This approach is in contrast to the policy adopted to bring the 2001 epidemic under control.

Too drastic

Ten years ago, the UK Government slaughtered not only all the animals on infected farms but also all animals on adjacent farms, regardless of whether infection had been reported there.

Foot and mouth: The facts:

*Outbreak began in February 2001

Eleven months later, nearly 6.5 million sheep, cattle and pigs had been slaughtered

*The disease cost the farming industry between £800m and £2.4bn

*The estimated cost to tourism was between £2bn and £3bn

*The UK was declared foot-and-mouth free in January 2002

*The policy of “contiguous culling” was adopted following scientific advice that this was the only way of controlling the epidemic.

It led to the slaughter of 6.5 million cattle, sheep and pigs, some of which were burned on open air pyres.

Many vets and farmers felt at the time – and still argue – that the policy was far too drastic, and that a more targeted approach would have been sufficient to bring the outbreak under control.

Dr Bryan Charleston, of the Institute for Animal Health, was among those asked to undertake the new study in response to public concern about the use of contiguous culling….

Writing in Science, his team says: “These results imply that controversial pre-emptive control measures may be unnecessary.

“Instead, efforts should be directed at early identification of infection and rapid intervention.”

Dr Charleston also told BBC News it would be worth developing simple test kits to detect herds that are infected before the onset of clinical signs, and also to detect herds that are not infected “so they would not need to be culled”.

Targeted approach

So if mass culling could be avoided in the future, why was it not “wrong” in 2001, as Dr Charleston argues?

Professor Neil Ferguson, of Imperial College London, was among those advising government on how to control the epidemic a decade ago.

══════════════════════════════

Using the information:
A. List every kind of farm animal that the foot-and-mouth article above names as slaughtered.
B. Carry the foot-and-mouth article forward from its final sentence, writing the paragraphs that come next.

══════════════════════════════

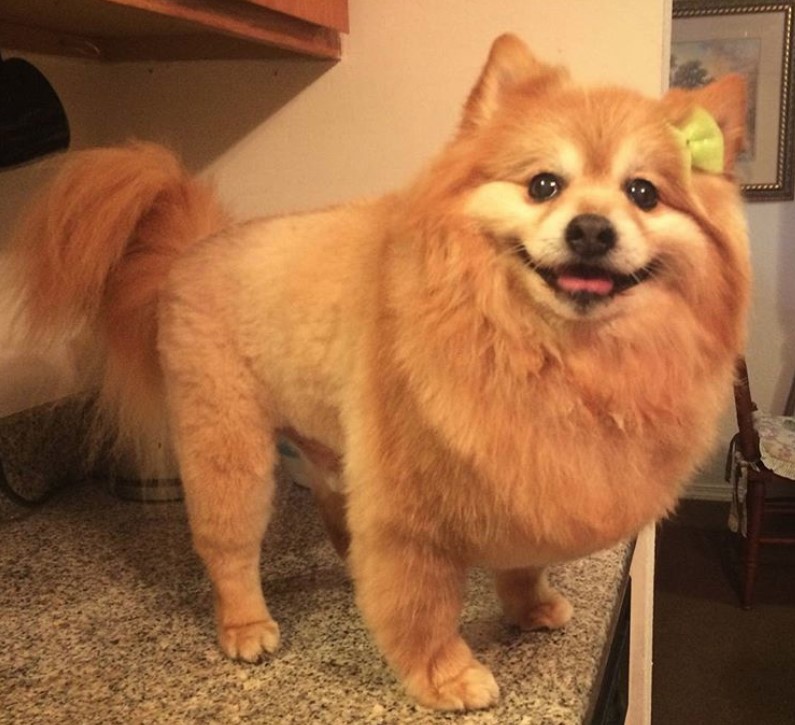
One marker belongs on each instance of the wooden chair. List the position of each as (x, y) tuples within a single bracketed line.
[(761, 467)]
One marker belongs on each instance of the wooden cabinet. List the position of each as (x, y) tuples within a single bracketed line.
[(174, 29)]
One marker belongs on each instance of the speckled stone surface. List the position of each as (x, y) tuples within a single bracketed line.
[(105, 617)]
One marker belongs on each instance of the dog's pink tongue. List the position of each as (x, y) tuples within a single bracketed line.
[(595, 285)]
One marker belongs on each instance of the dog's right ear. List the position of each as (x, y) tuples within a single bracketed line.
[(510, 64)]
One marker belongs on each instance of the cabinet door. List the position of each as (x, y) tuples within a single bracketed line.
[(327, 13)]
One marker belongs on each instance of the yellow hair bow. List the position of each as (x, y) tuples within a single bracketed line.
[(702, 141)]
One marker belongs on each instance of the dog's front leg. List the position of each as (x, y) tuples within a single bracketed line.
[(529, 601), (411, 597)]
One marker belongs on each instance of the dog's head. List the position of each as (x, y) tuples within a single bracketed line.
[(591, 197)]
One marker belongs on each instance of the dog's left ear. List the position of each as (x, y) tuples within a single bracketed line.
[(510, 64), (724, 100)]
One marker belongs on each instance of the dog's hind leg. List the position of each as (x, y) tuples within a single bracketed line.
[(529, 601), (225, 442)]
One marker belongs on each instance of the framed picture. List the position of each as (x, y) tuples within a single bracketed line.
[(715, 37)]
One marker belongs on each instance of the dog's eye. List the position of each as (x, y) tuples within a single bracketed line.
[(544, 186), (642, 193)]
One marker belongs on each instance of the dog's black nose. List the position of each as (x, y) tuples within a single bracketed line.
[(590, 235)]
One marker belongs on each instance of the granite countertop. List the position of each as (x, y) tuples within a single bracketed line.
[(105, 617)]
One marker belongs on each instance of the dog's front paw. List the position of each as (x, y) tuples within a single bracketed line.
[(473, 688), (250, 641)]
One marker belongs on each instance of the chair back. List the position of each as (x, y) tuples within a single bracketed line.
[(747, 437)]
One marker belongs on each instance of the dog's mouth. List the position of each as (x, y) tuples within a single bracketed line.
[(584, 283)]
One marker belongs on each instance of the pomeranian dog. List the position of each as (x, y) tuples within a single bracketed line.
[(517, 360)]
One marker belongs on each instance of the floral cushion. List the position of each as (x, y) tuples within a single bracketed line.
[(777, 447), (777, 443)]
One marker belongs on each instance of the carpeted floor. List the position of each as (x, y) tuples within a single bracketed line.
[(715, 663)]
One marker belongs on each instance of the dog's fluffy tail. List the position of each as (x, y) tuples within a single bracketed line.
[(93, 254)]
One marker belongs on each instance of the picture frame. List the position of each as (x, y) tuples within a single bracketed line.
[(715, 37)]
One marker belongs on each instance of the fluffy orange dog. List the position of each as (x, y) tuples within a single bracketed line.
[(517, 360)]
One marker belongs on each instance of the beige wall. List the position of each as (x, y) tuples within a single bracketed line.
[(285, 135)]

══════════════════════════════

Responses by item number:
A. Sheep, cattle, pigs

B.
He said the more targeted approach suggested by the new research would have been impossible by the time government had realised that there was a major outbreak.

“The biggest problem in 2001 was that by the time we realised what was happening, there were something between 30 and 50 infected farms [out of total of 131,000 farms],he said.

“It took a huge amount of effort to deal with that, and so very intensive surveillance of infected areas proved impossible from the outset.”

But government agencies are now much better placed to detect new infections much earlier.

That being the case, the implications of this paper are that in future, vets will be able to nip foot-and-mouth outbreaks in the bud.

Indeed, this is what happened in 2007 when there was a small outbreak as a result of a leak of foot-and-mouth virus from [Pirbright high security] a laboratory in Surrey.

That outbreak was confined to a small area, and so vets were able to monitor closely and test herds that were in close proximity to infected animals.

Those that were found to have the virus were culled; those that tested negative were not.

This approach was sufficient to bring the 2007 outbreak under control. But such a scheme could not be applied to a larger outbreak, according to Professor Ferguson.

He said: “When the outbreak is very small, it becomes more feasible to pick up any signs of infection on a farm as soon as possible; and this research suggests that might be very effective at stopping onward transmission.

“But in 2001, really rapid diagnosis proved to be challenging.

“If you have a lot of animals on a lot of farms, it’s hard to inspect them all every day. So although the general conclusion is that rapid diagnosis might have a big effect, in practice, it might be hard to achieve (once the outbreak exceeds a certain size).”

The research also suggests that vets should not be wary of using vaccination to control any future outbreak, as they were in 2001.

Then, there was concern that vaccination would lead to animals becoming infected at a very low level without displaying symptoms, and that these animals could in turn have infected animals in other farms..

The new research, however, suggests that this kind of subclinical infection is not a worry.

It indicates that if an animal does not show symptoms, it is not infectious; so vaccinating in the face of an outbreak might be more effective than scientists previously thought.”